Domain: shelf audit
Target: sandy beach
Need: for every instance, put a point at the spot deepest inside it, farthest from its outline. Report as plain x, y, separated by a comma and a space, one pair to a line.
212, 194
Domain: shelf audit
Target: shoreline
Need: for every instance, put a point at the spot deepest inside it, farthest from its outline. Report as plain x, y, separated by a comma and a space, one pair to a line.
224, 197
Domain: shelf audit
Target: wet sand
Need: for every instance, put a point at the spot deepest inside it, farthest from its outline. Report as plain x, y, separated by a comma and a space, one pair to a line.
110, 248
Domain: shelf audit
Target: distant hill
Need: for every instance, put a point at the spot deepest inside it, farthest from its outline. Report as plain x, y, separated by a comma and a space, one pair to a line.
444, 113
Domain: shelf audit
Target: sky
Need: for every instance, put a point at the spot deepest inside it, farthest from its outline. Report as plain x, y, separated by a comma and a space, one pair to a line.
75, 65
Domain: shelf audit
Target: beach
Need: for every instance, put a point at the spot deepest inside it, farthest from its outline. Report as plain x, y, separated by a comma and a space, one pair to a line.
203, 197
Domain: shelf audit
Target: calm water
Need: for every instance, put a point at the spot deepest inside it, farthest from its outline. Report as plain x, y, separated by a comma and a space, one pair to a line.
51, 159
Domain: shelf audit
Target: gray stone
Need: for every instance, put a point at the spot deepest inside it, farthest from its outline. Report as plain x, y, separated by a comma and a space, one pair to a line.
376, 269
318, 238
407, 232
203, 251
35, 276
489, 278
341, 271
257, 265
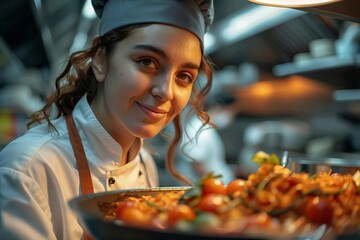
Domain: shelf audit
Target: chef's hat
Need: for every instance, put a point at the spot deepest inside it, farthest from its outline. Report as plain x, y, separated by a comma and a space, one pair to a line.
195, 16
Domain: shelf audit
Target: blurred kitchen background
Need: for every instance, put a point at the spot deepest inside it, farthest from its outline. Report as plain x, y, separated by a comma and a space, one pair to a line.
285, 79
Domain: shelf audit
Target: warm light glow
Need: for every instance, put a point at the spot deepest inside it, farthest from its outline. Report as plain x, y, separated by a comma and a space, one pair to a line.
294, 3
255, 19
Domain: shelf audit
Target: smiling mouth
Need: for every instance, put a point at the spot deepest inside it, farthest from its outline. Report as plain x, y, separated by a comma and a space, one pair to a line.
152, 111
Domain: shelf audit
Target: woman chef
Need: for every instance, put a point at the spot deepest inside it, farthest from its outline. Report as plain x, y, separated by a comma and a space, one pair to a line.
135, 79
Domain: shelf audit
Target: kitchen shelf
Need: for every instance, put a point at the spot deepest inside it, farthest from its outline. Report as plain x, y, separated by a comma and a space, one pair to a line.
317, 64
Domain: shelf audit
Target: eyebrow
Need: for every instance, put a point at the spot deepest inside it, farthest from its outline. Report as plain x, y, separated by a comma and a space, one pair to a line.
163, 54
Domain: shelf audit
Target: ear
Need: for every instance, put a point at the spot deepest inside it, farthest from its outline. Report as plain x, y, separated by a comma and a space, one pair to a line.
99, 62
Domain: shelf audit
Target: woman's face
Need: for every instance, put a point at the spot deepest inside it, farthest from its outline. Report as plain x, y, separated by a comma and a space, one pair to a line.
147, 80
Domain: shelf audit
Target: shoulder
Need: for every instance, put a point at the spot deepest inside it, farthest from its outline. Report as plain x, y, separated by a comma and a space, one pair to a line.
32, 147
150, 166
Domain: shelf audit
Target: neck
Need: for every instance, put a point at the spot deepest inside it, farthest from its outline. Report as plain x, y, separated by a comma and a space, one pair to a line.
130, 151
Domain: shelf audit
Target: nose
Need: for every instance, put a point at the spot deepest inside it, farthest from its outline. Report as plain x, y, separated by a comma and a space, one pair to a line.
163, 87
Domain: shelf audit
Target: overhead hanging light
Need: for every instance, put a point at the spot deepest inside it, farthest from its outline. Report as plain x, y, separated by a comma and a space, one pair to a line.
294, 3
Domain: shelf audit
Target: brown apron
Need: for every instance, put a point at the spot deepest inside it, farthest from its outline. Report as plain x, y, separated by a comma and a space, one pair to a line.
82, 163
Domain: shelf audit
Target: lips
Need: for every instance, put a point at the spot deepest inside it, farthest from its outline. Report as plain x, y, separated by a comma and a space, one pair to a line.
151, 111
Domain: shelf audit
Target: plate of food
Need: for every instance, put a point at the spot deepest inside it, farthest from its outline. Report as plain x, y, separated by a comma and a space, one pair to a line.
272, 203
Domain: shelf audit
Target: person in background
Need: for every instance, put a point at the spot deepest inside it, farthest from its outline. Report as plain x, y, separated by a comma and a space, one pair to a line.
135, 80
202, 151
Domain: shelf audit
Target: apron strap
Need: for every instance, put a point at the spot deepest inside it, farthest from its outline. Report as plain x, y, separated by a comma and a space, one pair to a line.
81, 161
82, 164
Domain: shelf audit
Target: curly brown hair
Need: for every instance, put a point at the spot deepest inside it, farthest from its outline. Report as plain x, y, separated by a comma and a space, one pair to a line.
78, 79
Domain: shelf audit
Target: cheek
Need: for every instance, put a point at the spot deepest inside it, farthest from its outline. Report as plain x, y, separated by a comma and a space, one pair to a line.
182, 98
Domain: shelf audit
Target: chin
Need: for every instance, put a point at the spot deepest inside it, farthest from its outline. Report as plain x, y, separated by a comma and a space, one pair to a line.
147, 133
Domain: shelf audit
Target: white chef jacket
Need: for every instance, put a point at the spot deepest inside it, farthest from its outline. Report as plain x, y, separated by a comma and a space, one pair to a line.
38, 176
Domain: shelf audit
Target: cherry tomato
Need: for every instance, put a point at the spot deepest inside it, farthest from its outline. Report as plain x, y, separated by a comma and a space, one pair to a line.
134, 216
180, 212
213, 185
319, 210
235, 186
211, 202
124, 205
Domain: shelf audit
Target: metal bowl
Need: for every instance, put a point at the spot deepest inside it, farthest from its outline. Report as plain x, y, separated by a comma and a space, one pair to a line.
93, 221
315, 165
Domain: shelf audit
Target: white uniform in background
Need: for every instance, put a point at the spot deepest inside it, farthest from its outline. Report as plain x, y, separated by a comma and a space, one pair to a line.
207, 150
38, 176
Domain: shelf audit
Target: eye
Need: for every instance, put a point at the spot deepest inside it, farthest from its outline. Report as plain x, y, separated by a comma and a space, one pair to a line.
147, 63
185, 78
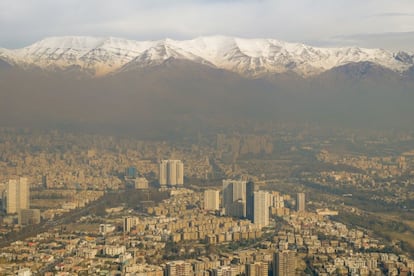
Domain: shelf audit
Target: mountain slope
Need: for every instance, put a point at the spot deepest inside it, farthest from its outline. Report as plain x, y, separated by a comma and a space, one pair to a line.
249, 57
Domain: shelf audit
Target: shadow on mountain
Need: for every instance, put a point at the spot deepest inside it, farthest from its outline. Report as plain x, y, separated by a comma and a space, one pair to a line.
178, 98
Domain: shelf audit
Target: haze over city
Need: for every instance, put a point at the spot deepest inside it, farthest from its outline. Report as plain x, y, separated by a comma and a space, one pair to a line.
206, 137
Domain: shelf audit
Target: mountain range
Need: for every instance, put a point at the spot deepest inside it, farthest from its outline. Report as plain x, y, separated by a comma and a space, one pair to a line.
248, 57
168, 87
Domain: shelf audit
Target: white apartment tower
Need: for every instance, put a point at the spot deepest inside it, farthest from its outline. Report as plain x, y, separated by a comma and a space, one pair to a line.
171, 173
17, 195
262, 202
234, 198
211, 200
300, 202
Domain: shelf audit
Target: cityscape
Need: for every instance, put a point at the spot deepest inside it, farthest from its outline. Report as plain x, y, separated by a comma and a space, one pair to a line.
206, 138
101, 205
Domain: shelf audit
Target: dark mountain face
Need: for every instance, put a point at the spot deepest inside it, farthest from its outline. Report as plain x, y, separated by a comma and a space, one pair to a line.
179, 97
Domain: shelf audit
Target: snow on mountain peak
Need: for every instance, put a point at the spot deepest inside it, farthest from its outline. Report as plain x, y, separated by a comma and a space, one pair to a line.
251, 57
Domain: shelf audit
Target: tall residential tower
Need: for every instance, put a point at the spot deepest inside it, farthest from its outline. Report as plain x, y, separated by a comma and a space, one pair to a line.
17, 195
171, 173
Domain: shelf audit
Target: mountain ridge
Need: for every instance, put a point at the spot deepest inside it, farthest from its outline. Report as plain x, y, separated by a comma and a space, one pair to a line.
252, 58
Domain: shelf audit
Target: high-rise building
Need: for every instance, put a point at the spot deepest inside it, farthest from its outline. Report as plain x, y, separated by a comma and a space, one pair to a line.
141, 183
234, 196
284, 263
300, 202
262, 201
29, 216
178, 268
257, 269
130, 173
17, 195
211, 200
250, 189
171, 173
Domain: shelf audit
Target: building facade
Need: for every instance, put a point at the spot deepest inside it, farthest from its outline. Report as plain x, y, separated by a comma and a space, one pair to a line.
300, 202
18, 195
211, 200
171, 173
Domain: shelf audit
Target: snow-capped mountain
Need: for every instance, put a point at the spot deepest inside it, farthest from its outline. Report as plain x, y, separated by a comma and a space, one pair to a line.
249, 57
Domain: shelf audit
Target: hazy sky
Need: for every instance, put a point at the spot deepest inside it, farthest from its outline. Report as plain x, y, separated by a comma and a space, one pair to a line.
370, 23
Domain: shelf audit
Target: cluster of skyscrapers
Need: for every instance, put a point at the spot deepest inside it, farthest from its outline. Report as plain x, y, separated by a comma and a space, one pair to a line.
242, 199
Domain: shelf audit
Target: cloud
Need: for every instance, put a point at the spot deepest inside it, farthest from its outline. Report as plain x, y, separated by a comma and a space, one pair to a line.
23, 22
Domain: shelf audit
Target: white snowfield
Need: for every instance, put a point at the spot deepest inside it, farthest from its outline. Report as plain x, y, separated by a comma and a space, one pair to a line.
248, 57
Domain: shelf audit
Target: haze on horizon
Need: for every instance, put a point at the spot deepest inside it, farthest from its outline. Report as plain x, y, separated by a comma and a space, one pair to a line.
373, 24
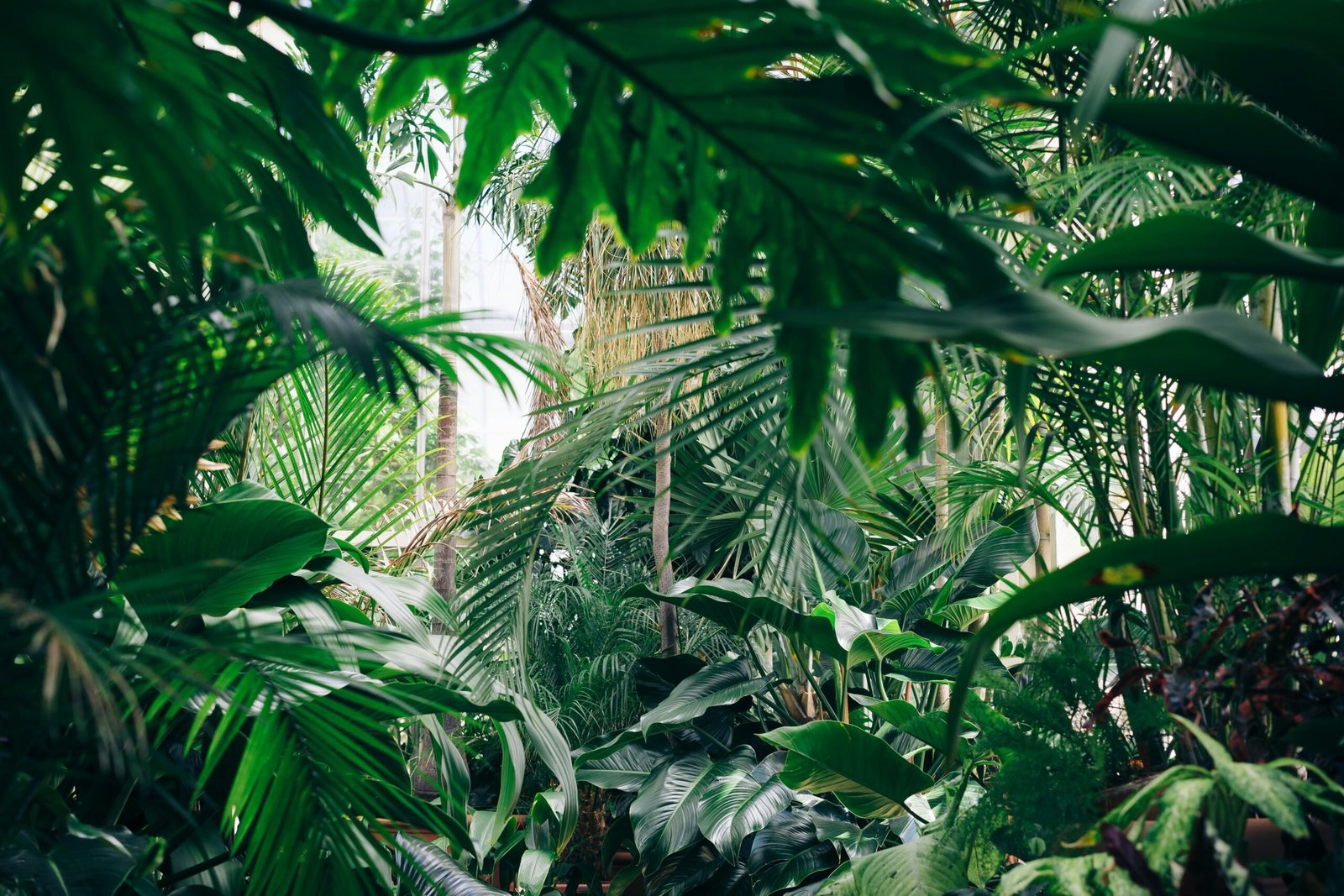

---

> _Set problem_
Pick out each line of the listing that contains the string "building".

> _Result_
Target: high-rise building
Target: building facade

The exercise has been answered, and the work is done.